Short exercise:
Copy each of the entries below word for word, changing nothing.

Material supplied:
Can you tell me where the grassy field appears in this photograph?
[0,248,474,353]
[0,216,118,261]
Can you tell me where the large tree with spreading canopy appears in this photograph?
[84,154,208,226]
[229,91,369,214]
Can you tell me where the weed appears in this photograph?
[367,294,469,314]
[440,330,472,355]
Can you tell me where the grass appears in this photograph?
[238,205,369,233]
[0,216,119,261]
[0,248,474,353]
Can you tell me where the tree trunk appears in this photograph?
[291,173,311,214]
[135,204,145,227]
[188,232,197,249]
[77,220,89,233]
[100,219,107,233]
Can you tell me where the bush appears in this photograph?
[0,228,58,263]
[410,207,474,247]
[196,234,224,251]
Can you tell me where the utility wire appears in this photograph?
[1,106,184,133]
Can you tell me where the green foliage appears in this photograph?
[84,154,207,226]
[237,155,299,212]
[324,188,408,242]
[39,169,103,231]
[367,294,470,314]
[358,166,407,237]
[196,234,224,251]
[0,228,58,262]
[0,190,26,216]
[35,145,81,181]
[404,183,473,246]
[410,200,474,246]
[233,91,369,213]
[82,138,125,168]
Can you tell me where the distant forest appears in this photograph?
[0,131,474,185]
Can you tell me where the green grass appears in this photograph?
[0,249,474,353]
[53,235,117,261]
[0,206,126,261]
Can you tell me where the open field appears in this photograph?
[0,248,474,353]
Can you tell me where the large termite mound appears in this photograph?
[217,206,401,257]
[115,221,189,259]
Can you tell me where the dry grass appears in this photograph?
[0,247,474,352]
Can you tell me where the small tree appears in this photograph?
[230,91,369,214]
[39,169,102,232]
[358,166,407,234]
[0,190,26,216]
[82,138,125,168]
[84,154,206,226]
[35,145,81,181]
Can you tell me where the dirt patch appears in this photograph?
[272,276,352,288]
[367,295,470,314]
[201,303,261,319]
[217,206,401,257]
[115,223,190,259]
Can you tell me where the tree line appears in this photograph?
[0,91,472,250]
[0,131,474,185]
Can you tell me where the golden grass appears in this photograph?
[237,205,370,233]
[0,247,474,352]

Full output:
Can you tell me where the grassy field appears in this photograph?
[0,248,474,353]
[0,216,118,261]
Can you tell me where the large tree with spreading canopy appears in this photograph?
[84,154,208,226]
[229,91,369,214]
Can you tell me where the weed appears in this photograph?
[367,294,469,314]
[440,330,472,355]
Can you tell me where the grass appears in this photograph?
[238,205,369,233]
[0,216,119,261]
[0,248,474,353]
Can you tell me where the tree trunk appears in this photograph?
[291,173,311,214]
[135,204,145,227]
[188,232,197,249]
[77,220,89,233]
[100,219,107,233]
Can you tell me where the bush appears in this photograph?
[0,228,58,263]
[410,207,474,247]
[196,234,224,251]
Can you tell me where the utility wire appears in this photograph?
[1,106,184,133]
Can you tell me where the green foliage appears in this photograph?
[84,154,207,226]
[237,155,299,212]
[324,188,408,242]
[39,169,103,231]
[367,294,470,314]
[358,166,407,237]
[196,234,224,251]
[0,228,58,262]
[0,190,26,216]
[35,145,81,181]
[404,183,473,246]
[410,200,474,246]
[233,91,369,213]
[82,138,125,168]
Can you tell me where the distant forest appears in this photograph?
[0,131,474,185]
Can you tell me where the green grass appears in this photograph?
[0,249,474,353]
[53,235,117,261]
[0,206,126,261]
Can you tell me where the open field appears in this photograph?
[0,248,474,353]
Can you tell me where the large termite mound appears in this photograph?
[217,206,401,257]
[115,221,189,259]
Can you tell me where the dry grass appears in this photograph?
[0,247,474,352]
Can you tell me where the small tree appears in this photograph?
[230,91,369,214]
[39,169,102,232]
[358,166,407,234]
[0,190,26,216]
[82,138,125,168]
[84,154,206,226]
[35,145,81,181]
Can you tell me where the dirt patch appears in this photograph?
[272,276,352,288]
[367,295,470,314]
[201,303,261,319]
[217,206,401,257]
[115,223,190,259]
Can you tell me where the tree line appears in this photograph?
[0,91,472,250]
[0,131,474,185]
Can you tell me where the golden grass appears in this photograph?
[237,205,370,233]
[0,247,474,352]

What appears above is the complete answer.